Tasks for this exercise —
1. Answer these questions from the diary entry:
(a) In what year did the Burlington Arcade open?
(b) About how many shops does the Piccadilly Arcade have?
(c) In what year did Beau Brummell flee to France?
2. Can you translate this sentence from the diary entry into Spanish: "While all retail centres have some sort of security, the Burlington Arcade is among the few still to employ uniformed beadles, dressed in old-fashioned frock coats and top hats."

# Excerpted text start

Saturday, February 8th 2014
Today was another dull day of the sort we have had far too many of just recently, though the sun did put in an appearance later and it was at least not raining. We had no definite plan, but allowed buses and circumstances to carry us along.
The bus dropped us off in Piccadilly, one of London’s best known shopping streets. Opposite us was Burlington House, home to the Royal Academy and a number of learned societies. Beside it is what is perhaps the most famous shopping arcade of them all, the Burlington Arcade.
The Arcade opened in 1819 and was built by Lord George Cavendish, who lived in Burlington House. A well know story states that he had the arcade built to stop passers-by throwing oyster shells and other rubbish into his garden but I rather think he had a more serious purpose in mind! An upper storey was added in 1911, which is when the arms of Lord Chesham, the arcade’s owner at that time, were placed above the entrance. The 40 or so shops lining the arcade are small and boutique-like and provide – at least, so I imagine – a pleasant retail experience for people who do not have to worry about mundane things such as the price of the goods they purchase. The robust gateposts may have been installed to avoid a repetition of an event that occurred in 1964: a Jaguar Mark X was driven down the arcade, conveying masked raiders who attacked the premises of the Goldsmiths and Silversmiths Association, and escaped with jewellery valued at £35,000, never to be caught.
While all retail centres have some sort of security, the Burlington Arcade is among the few still to employ uniformed beadles, dressed in old-fashioned frock coats and top hats.
In the latter years of the 18th century, for those happy folk with money to spend and a reputation to enhance, shopping became less of a necessary chore and more of a social activity – something to do and to be seen doing1. It soon occurred to entrepreneurs that shoppers would appreciate a shopping environment where they were protected from the weather and from the noise and mud of the streets. This period, and particularly the 19th century, saw the appearance of bazaars, arcades and, ultimately, the department store.
While the Burlington Arcade is world famous, it is not alone in Piccadilly. A little further towards Piccadilly Circus, on the other side of the road, is the Piccadilly Arcade. Smaller than its rival, with about 16 shops, it is a relative upstart, having been built in 1909. Arguably, though, it concedes nothing to the Burlington in the exclusivity of its merchandise.
We walked through the arcade into Jermyn Street and there saw the sculpture of Beau Brummell. George Bryan Brummell enjoyed his heyday in the Regency Period when he became what we would today call a “style guru”. He claimed it took him 5 hours each day to dress but, contrary to what is often thought, there was nothing ostentatious or flamboyant about the styles he promulgated. His brilliant career, alas, ended in poverty and insanity. In fear of debtors’ prison because of his unpaid gambling debts, in 1816 Beau fled to France where he eked out a difficult existence, first in Calais and then in Caen, where he was given a job in the consulate. When the consulate closed, Brummell was left destitute and the walls of the prison finally closed around him. He died, insane from syphilis, in Le Bon Sauveur Asylum, Caen, in 1840. Irena Sedlecka’s sculpture recalls the Regency Beau in his prime and its inscription claims that “[his] connections with Court, clubs and tailoring embody the spirit of St James’s past and present”.

# Excerpted text end
# Raw data start

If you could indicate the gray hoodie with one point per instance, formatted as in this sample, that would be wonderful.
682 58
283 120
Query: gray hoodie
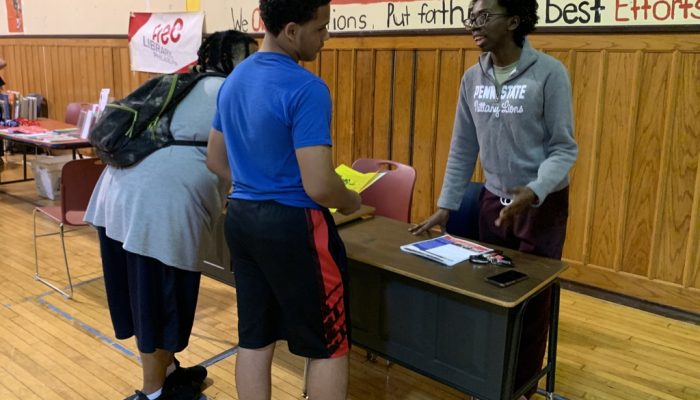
524 134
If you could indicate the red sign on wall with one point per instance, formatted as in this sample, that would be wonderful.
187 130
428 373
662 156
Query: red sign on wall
15 22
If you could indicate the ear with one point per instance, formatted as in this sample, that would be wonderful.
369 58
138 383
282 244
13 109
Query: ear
290 31
513 22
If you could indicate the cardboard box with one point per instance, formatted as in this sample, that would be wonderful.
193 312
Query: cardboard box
47 174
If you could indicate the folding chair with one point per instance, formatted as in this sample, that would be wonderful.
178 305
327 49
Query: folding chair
465 221
78 179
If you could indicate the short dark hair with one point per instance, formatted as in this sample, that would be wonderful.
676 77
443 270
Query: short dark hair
527 11
223 50
276 14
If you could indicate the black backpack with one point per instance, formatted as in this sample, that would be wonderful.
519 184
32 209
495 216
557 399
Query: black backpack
132 128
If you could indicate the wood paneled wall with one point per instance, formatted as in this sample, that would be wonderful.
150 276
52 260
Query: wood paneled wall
634 224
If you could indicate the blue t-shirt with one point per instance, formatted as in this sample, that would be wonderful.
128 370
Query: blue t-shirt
268 107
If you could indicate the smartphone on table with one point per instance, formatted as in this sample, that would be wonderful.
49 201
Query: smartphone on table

# Raw data end

Answers to each task —
1.
(a) 1819
(b) About 16
(c) 1816

2. Aunque todos los centros comerciales cuentan con algún tipo de seguridad, la Burlington Arcade es una de las pocas que todavía emplean bedeles uniformados, vestidos con levitas y sombreros de copa anticuados.